▶ **BACAAN LATIHAN**:
== == ==

Iman mengungkapkan selama ini Gedangsari mendapat predikat sebagai daerah yang dilanda kekeringan paling parah di Gunungkidul. Kontur wilayah Gedangsari yang sebagian besar pegunungan bahkan merupakan kapanewon tertinggi di Gunungkidul, semua Kalurahan  menjadi langganan kekeringan.

Iman lantas menceritakan bagaimana Gedangsari bisa terbebas dari bencana kekeringan tahun ini bahkan mereka tidak bisa mencairkan anggaran droping air sebanyak 500 tangki. Bahkan kini hanya segelintir titik yang belum terjangkau fasilitas air bersih.

Aksi bebas kekeringan tersebut dimulai tahun 2019 lalu di mana masyarakat Gedangsari menggagas adanya gerakan wakaf mata air. Gerakan tersebut sejatinya adalah memaksimalkan potensi mata air yang ada di kawasan Gedangsari. Karena sejatinya di bawah permukaan tanah Gedangsari banyak ditemukan sumber mata air. 

Baca Juga: Anggota Paskibraka Gunungkidul yang Terpapar Covid-19 Bertambah Jadi 23 Orang

"Kita berpikir bagaimana mengangkat sumber mata air yang ada di bawah untuk memenuhi kebutuhan masyarakat,"terangnya.

Perlahan-lahan, para tokoh masyarakat lantas berusaha mencari donatur ataupun siapa saja yang bersedia mendonasikan dananya untuk membangun sumur bor. Mereka juga menggandeng berbagai kalangan seperti perbankan ataupun Badan Usaha Milik Negara (BUMN) untuk menyalurkan dana Corporate Social Responsibility (CSR) untuk membangun sumur bor dan instalasi air bersih ke rumah-rumah warga.

== == ==

▶ **BARIS HASIL EKSTRAKSI**:
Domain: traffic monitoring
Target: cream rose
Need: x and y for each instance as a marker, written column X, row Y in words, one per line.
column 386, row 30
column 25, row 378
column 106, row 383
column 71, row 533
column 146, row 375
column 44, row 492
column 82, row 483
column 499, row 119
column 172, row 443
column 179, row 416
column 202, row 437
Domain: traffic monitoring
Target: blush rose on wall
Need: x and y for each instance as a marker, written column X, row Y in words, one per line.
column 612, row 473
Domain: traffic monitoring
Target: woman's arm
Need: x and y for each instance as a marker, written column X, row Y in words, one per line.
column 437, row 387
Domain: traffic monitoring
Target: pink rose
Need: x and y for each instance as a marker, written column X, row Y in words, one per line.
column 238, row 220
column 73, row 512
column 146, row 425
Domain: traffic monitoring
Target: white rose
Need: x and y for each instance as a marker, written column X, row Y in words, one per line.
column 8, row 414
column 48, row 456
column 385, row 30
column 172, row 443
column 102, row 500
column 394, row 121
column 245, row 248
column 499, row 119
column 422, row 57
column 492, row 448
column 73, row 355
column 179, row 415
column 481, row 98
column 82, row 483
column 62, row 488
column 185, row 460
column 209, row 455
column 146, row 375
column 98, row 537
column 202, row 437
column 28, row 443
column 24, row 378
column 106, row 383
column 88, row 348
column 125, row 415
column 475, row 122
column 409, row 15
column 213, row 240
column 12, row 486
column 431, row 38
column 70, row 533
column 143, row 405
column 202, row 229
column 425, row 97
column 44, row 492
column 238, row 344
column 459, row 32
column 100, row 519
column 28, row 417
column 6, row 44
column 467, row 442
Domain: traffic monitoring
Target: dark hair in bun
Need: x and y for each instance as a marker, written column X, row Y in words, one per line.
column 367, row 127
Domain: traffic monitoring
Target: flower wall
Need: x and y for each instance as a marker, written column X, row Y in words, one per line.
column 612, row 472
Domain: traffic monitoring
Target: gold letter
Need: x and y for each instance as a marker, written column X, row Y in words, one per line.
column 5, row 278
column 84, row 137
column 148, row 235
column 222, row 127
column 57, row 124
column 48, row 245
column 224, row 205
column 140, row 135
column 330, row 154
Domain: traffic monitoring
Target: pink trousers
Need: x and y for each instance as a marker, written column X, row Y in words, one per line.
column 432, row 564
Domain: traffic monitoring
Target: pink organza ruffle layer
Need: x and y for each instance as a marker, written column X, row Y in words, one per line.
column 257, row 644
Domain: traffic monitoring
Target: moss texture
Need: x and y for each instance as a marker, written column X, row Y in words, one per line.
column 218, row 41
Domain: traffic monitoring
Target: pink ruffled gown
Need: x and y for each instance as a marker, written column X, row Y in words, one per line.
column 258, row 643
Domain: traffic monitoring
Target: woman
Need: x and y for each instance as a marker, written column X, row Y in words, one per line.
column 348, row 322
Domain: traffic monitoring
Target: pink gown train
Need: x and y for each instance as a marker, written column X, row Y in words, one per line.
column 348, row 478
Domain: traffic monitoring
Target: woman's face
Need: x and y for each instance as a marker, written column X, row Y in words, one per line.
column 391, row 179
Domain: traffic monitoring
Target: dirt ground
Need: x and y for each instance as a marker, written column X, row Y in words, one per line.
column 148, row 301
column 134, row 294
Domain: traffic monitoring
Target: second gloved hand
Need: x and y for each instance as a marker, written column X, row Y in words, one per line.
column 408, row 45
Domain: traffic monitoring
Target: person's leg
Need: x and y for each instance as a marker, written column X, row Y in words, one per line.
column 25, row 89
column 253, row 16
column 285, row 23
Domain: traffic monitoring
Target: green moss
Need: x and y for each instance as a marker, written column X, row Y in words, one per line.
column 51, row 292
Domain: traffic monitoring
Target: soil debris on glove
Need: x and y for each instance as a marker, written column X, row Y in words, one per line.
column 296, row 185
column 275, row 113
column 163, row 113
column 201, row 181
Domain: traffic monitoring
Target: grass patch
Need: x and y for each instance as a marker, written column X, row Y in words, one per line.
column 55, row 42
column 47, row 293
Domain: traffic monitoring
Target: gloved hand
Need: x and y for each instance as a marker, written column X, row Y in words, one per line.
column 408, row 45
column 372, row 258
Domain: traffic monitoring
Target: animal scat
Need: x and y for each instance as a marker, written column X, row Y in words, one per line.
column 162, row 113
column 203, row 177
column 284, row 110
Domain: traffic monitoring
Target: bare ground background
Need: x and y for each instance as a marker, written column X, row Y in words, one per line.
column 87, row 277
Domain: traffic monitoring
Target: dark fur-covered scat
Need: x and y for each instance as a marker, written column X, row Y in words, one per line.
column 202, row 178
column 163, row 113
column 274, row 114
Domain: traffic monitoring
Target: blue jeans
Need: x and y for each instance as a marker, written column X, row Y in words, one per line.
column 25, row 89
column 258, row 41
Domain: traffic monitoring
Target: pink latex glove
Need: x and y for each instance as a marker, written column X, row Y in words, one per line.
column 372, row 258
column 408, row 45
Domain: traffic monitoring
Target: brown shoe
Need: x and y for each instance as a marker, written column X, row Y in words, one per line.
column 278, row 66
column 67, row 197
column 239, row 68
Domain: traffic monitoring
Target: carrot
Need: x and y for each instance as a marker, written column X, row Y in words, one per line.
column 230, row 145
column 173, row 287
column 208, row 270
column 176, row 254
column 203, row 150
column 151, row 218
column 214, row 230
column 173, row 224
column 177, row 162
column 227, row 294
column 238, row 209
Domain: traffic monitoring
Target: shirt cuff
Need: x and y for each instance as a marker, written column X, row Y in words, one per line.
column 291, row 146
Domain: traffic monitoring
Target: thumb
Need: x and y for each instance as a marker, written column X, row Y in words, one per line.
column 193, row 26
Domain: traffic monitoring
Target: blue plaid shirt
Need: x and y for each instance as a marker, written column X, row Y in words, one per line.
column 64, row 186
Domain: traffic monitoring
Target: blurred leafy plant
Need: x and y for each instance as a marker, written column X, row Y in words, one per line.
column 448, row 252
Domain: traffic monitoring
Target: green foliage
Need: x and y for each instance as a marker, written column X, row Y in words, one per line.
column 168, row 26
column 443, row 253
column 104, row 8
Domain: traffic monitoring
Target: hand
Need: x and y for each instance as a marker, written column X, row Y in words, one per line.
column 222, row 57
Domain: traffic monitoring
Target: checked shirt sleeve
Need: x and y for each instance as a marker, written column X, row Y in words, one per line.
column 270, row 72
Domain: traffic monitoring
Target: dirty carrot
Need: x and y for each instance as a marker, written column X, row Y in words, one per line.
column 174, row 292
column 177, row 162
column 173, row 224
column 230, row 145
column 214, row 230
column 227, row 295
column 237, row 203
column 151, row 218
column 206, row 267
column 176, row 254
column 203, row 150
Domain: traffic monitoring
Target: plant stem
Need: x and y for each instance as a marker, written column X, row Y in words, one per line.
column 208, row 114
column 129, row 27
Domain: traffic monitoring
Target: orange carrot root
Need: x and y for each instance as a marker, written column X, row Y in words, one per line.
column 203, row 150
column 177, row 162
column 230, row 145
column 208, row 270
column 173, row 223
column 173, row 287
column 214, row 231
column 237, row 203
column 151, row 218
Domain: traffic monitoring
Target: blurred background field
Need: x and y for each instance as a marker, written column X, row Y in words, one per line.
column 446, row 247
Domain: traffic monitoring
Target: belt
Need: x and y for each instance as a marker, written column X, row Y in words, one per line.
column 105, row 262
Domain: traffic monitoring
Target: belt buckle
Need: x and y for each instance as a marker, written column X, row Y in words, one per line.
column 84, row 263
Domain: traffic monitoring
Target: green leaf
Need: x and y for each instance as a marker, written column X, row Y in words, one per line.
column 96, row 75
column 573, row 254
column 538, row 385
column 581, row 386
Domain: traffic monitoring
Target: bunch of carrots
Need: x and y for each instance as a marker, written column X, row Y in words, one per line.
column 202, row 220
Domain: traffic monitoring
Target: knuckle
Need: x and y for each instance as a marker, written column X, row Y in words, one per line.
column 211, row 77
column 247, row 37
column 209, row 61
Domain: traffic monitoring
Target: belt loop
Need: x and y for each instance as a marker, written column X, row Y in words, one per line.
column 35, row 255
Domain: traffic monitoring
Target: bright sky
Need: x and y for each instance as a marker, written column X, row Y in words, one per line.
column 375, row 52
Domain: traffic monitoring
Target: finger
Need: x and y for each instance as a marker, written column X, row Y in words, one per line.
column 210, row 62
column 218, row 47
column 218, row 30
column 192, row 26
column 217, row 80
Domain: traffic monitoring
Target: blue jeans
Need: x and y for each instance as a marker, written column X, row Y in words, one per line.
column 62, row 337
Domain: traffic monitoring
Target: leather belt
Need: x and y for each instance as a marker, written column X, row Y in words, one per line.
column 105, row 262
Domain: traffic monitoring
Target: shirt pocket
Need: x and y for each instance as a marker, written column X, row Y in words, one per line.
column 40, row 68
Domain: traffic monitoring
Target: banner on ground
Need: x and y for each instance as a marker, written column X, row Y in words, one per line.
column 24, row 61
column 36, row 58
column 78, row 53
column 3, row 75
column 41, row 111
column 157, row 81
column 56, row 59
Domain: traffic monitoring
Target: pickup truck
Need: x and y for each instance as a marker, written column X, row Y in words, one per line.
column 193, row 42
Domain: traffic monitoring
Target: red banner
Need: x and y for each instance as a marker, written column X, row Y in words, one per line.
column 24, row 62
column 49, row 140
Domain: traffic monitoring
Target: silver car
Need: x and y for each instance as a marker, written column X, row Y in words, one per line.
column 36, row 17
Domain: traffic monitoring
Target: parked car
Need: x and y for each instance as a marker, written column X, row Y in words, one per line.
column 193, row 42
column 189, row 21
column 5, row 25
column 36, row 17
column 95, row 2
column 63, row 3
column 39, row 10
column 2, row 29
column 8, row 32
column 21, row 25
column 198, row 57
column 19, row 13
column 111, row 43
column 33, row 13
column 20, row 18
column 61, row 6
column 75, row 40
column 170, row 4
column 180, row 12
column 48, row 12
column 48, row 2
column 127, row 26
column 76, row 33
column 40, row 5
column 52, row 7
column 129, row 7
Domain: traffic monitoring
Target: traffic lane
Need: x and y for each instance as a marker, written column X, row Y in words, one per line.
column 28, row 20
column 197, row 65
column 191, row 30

== == ==

▶ **KETENTUAN TUGAS**:
Tuliskan kembali dengan persis bagian bacaan tentang kekeringan di Gedangsari, dari "Iman mengungkapkan selama" sampai "sumber mata air.".

▶ **HASIL YANG DIHARAPKAN**:
Iman mengungkapkan selama ini Gedangsari mendapat predikat sebagai daerah yang dilanda kekeringan paling parah di Gunungkidul. Kontur wilayah Gedangsari yang sebagian besar pegunungan bahkan merupakan kapanewon tertinggi di Gunungkidul, semua Kalurahan  menjadi langganan kekeringan.

Iman lantas menceritakan bagaimana Gedangsari bisa terbebas dari bencana kekeringan tahun ini bahkan mereka tidak bisa mencairkan anggaran droping air sebanyak 500 tangki. Bahkan kini hanya segelintir titik yang belum terjangkau fasilitas air bersih.

Aksi bebas kekeringan tersebut dimulai tahun 2019 lalu di mana masyarakat Gedangsari menggagas adanya gerakan wakaf mata air. Gerakan tersebut sejatinya adalah memaksimalkan potensi mata air yang ada di kawasan Gedangsari. Karena sejatinya di bawah permukaan tanah Gedangsari banyak ditemukan sumber mata air.